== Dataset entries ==
------------------------------

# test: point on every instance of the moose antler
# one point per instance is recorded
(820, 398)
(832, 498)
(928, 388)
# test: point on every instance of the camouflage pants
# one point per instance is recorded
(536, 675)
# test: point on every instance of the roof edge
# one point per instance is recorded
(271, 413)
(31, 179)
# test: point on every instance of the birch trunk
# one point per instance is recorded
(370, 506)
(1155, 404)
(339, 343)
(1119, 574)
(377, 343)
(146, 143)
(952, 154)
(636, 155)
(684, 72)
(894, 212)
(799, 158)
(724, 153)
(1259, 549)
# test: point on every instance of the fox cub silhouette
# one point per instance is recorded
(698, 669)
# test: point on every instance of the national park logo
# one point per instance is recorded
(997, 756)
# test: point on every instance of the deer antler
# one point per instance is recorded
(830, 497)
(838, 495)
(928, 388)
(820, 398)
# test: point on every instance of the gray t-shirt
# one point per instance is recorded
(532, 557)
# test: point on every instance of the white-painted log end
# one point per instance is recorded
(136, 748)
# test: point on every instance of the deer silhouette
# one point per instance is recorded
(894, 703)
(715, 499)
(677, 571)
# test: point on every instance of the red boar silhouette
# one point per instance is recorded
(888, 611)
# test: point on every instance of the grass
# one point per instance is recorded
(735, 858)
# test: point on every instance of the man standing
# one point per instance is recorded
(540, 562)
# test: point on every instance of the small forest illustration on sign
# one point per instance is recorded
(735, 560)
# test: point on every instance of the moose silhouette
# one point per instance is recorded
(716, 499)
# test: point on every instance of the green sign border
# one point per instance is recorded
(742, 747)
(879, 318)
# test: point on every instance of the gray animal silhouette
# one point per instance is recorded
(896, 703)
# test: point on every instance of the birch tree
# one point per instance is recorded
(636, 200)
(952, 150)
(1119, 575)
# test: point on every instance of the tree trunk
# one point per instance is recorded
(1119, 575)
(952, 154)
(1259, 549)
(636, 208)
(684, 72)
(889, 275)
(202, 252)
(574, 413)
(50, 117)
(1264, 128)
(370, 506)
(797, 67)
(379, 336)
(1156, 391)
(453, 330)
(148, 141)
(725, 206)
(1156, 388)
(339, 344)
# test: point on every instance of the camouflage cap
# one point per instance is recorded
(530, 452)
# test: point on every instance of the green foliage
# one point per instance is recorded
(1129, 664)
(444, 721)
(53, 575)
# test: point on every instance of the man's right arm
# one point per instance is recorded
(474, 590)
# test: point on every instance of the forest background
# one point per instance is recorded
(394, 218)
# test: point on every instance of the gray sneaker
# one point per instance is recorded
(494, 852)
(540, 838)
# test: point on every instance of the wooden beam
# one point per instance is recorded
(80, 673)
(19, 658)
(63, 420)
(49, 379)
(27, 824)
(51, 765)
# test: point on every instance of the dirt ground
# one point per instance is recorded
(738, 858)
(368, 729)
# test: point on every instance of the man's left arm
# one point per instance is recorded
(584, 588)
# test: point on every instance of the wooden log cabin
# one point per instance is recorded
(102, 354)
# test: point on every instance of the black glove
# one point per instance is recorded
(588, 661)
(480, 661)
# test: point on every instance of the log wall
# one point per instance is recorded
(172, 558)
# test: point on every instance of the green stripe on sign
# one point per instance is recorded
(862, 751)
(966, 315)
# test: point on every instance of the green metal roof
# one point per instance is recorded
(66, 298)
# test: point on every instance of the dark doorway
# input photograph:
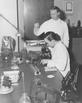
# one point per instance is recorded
(35, 11)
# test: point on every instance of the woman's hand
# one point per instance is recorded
(44, 61)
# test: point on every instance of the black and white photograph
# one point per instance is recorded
(40, 51)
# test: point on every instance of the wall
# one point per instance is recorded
(8, 13)
(76, 15)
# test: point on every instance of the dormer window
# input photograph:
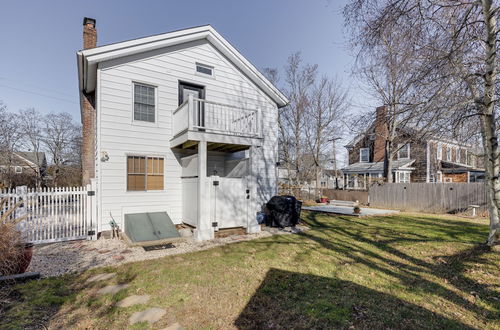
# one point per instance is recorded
(364, 155)
(204, 69)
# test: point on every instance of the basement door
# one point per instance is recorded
(229, 198)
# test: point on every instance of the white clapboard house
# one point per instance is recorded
(179, 123)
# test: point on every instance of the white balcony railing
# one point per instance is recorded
(207, 116)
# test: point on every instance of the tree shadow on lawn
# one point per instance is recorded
(360, 247)
(290, 300)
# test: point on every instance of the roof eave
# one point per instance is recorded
(88, 59)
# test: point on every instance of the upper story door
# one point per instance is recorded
(198, 92)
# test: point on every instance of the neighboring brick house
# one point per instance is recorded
(22, 168)
(417, 160)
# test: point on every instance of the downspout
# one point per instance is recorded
(428, 159)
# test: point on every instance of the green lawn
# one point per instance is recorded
(402, 271)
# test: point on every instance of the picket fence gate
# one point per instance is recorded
(53, 214)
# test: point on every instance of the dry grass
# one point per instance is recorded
(401, 271)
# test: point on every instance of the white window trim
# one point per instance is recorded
(404, 174)
(151, 155)
(201, 74)
(360, 158)
(400, 146)
(142, 122)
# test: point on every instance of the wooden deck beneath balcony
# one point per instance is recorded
(224, 127)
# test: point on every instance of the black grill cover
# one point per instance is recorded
(284, 211)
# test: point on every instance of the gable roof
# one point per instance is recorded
(398, 164)
(89, 58)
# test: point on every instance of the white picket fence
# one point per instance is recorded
(53, 214)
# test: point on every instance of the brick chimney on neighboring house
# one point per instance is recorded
(381, 132)
(88, 110)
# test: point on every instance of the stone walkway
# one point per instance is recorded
(150, 315)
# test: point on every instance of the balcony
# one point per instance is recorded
(198, 120)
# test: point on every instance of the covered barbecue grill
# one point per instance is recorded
(284, 211)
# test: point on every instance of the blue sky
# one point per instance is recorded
(39, 39)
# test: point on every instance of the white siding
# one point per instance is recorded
(118, 135)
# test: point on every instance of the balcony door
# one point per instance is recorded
(198, 92)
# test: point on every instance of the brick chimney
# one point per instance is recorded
(381, 132)
(88, 110)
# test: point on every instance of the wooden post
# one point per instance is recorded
(204, 229)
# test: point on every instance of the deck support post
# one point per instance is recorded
(204, 230)
(252, 225)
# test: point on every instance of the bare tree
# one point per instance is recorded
(10, 137)
(61, 138)
(399, 77)
(32, 131)
(460, 40)
(327, 105)
(299, 80)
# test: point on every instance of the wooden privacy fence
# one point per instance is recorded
(429, 197)
(53, 214)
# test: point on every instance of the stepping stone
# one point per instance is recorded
(133, 300)
(175, 326)
(112, 289)
(150, 315)
(101, 277)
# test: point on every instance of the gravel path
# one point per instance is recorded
(76, 256)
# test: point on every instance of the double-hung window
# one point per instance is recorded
(448, 154)
(144, 103)
(404, 151)
(144, 173)
(364, 155)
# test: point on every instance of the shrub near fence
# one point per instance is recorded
(429, 197)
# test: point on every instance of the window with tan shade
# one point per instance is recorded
(144, 173)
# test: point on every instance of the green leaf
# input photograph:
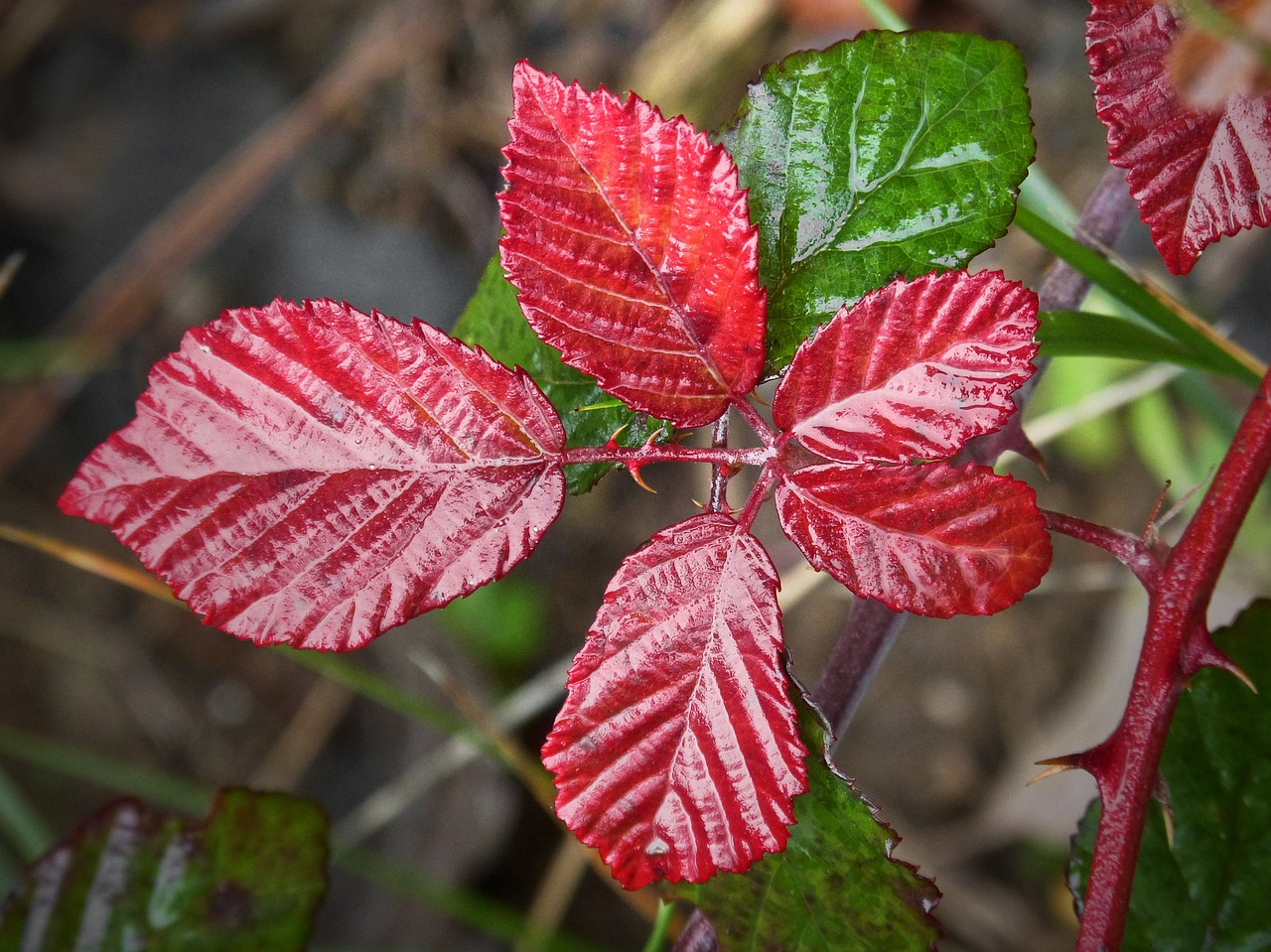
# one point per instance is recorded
(1076, 334)
(494, 321)
(1210, 889)
(248, 878)
(891, 154)
(835, 888)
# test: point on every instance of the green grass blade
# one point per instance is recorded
(1194, 336)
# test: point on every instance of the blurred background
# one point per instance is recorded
(164, 159)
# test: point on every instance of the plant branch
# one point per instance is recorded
(720, 475)
(870, 633)
(1134, 553)
(872, 626)
(1176, 646)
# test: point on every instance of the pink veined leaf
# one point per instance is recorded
(314, 476)
(630, 241)
(935, 539)
(913, 370)
(1197, 173)
(676, 751)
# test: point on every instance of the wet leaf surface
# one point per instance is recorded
(314, 476)
(894, 153)
(250, 876)
(630, 241)
(494, 322)
(676, 751)
(1197, 173)
(1207, 888)
(835, 888)
(912, 371)
(935, 539)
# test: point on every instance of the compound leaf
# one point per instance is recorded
(935, 539)
(630, 241)
(912, 371)
(835, 887)
(676, 751)
(1207, 887)
(312, 475)
(249, 876)
(1197, 173)
(494, 322)
(893, 153)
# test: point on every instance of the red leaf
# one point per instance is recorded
(630, 241)
(1198, 175)
(935, 539)
(913, 370)
(676, 752)
(314, 476)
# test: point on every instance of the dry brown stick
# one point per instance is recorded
(122, 298)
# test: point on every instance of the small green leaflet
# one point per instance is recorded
(1210, 889)
(494, 322)
(835, 888)
(891, 154)
(248, 878)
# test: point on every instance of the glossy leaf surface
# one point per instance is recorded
(494, 322)
(312, 475)
(630, 241)
(894, 153)
(834, 888)
(676, 752)
(934, 540)
(1207, 888)
(912, 371)
(1198, 175)
(250, 876)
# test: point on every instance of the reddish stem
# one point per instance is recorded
(1130, 551)
(1176, 646)
(720, 476)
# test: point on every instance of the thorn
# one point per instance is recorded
(639, 480)
(1058, 765)
(1161, 793)
(1201, 652)
(654, 435)
(612, 444)
(1151, 531)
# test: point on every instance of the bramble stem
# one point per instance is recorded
(1177, 643)
(870, 633)
(727, 457)
(718, 501)
(1134, 553)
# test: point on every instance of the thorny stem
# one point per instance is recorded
(718, 501)
(670, 453)
(870, 631)
(1176, 646)
(1134, 553)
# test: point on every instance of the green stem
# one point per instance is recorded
(1167, 317)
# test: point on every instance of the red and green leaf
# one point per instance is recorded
(1197, 173)
(630, 241)
(836, 887)
(935, 539)
(250, 876)
(912, 371)
(676, 752)
(314, 476)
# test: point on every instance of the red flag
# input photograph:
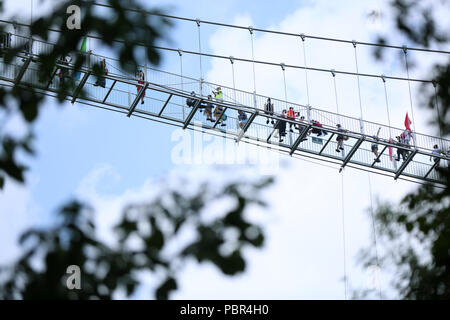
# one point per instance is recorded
(407, 122)
(390, 149)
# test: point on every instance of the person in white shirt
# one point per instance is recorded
(436, 152)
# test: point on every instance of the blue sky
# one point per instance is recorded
(107, 158)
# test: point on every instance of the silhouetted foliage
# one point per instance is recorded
(146, 239)
(415, 234)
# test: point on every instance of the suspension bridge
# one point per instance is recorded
(164, 94)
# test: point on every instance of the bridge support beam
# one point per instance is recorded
(405, 164)
(165, 105)
(22, 71)
(299, 139)
(379, 156)
(192, 113)
(109, 91)
(328, 141)
(247, 125)
(136, 100)
(51, 78)
(80, 86)
(352, 152)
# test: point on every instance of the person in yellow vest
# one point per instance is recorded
(218, 95)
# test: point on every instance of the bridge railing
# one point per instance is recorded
(258, 130)
(327, 118)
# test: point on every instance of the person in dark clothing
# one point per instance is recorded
(242, 118)
(302, 127)
(63, 72)
(291, 114)
(281, 126)
(340, 138)
(268, 109)
(190, 102)
(318, 130)
(208, 109)
(400, 151)
(101, 81)
(5, 42)
(141, 80)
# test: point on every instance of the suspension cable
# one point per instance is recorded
(276, 32)
(232, 74)
(284, 81)
(181, 78)
(200, 55)
(359, 86)
(241, 59)
(302, 36)
(436, 103)
(377, 261)
(253, 65)
(405, 51)
(343, 235)
(335, 95)
(387, 107)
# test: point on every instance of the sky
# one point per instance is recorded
(110, 160)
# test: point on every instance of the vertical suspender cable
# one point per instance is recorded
(359, 85)
(343, 235)
(374, 237)
(181, 78)
(405, 51)
(302, 36)
(387, 106)
(335, 95)
(200, 56)
(437, 111)
(284, 81)
(253, 65)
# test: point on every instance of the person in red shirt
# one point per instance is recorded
(291, 116)
(317, 131)
(141, 80)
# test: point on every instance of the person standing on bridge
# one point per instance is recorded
(242, 118)
(435, 154)
(281, 126)
(448, 156)
(141, 80)
(268, 109)
(63, 72)
(374, 146)
(291, 116)
(220, 115)
(101, 81)
(340, 138)
(218, 94)
(190, 102)
(401, 149)
(208, 109)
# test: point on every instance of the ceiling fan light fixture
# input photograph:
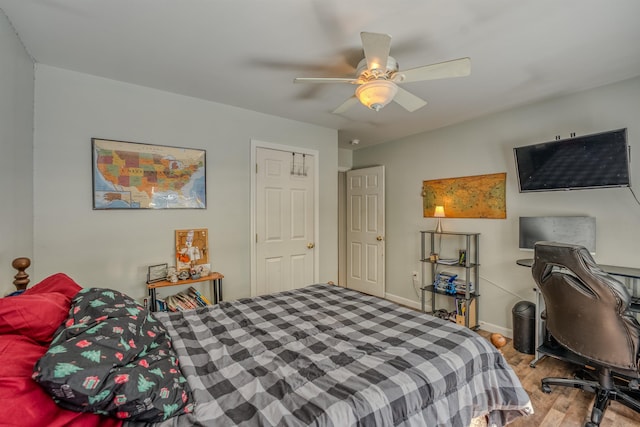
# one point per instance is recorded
(376, 94)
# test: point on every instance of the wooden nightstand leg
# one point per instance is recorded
(152, 297)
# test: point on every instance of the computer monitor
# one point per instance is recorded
(576, 230)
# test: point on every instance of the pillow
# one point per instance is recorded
(24, 402)
(113, 357)
(58, 282)
(40, 310)
(35, 316)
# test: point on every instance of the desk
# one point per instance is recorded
(214, 278)
(630, 277)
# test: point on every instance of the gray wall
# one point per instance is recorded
(114, 248)
(16, 152)
(485, 146)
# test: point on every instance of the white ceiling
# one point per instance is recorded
(246, 53)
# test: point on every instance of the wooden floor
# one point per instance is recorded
(564, 406)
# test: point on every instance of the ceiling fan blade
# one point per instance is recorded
(324, 80)
(346, 105)
(443, 70)
(376, 49)
(409, 101)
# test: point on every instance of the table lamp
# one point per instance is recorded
(439, 213)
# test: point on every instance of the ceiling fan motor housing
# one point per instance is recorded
(365, 74)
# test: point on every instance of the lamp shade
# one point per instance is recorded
(376, 93)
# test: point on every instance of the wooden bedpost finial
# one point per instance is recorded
(21, 279)
(498, 340)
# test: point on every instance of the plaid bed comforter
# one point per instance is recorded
(328, 356)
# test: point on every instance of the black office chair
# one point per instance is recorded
(587, 313)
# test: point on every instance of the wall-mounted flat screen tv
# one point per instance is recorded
(590, 161)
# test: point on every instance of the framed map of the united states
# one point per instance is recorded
(129, 175)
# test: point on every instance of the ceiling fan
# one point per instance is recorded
(378, 76)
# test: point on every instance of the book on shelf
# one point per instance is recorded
(448, 261)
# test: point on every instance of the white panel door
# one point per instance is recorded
(365, 230)
(284, 220)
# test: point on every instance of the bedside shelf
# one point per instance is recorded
(466, 303)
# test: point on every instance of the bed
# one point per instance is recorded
(321, 355)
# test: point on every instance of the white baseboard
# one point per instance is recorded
(485, 326)
(403, 301)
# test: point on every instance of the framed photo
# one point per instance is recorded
(130, 175)
(157, 273)
(192, 248)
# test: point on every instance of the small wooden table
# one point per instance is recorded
(216, 287)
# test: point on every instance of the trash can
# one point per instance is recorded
(524, 328)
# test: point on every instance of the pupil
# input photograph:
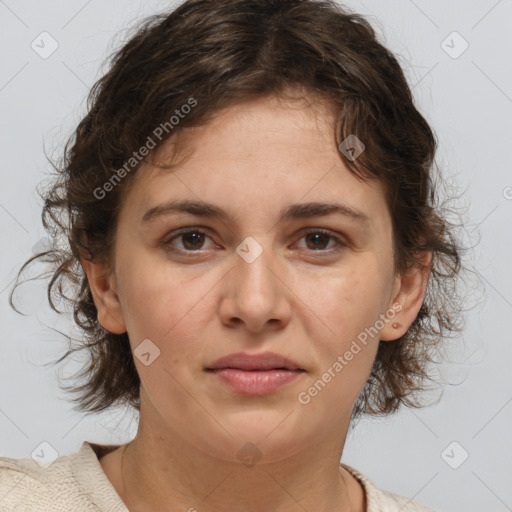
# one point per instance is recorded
(193, 235)
(316, 237)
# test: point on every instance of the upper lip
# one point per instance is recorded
(245, 361)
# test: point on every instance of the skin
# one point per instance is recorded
(299, 298)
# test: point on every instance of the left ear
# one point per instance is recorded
(408, 291)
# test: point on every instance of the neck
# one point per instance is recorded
(157, 472)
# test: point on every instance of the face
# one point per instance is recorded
(302, 286)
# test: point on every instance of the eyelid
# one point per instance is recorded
(341, 242)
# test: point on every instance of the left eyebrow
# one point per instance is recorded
(294, 211)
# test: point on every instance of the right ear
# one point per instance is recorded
(102, 283)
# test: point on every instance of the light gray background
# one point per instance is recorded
(468, 101)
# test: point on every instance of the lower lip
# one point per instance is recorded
(256, 382)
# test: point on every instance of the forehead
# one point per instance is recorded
(257, 155)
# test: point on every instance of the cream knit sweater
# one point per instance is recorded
(77, 483)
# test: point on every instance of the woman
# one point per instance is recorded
(254, 231)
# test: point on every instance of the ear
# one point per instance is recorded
(408, 291)
(104, 291)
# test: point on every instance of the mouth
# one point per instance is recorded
(255, 382)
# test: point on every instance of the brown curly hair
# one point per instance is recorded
(221, 52)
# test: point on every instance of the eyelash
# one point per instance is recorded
(166, 244)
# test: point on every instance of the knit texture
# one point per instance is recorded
(77, 483)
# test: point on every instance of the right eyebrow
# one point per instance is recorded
(294, 211)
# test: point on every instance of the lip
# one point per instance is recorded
(256, 382)
(262, 362)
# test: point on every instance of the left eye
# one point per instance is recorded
(193, 240)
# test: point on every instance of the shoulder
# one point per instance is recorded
(28, 486)
(385, 501)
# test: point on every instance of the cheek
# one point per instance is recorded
(165, 304)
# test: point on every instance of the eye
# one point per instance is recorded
(316, 240)
(193, 239)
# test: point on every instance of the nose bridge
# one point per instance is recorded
(252, 271)
(256, 293)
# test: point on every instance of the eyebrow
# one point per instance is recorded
(294, 211)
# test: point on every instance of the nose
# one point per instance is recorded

------------------------------

== Work instructions ==
Which lines of the data include the word "nose"? Copy each one.

== Your response ==
# test: point on every instance of the nose bridge
# test: point on every instance of the nose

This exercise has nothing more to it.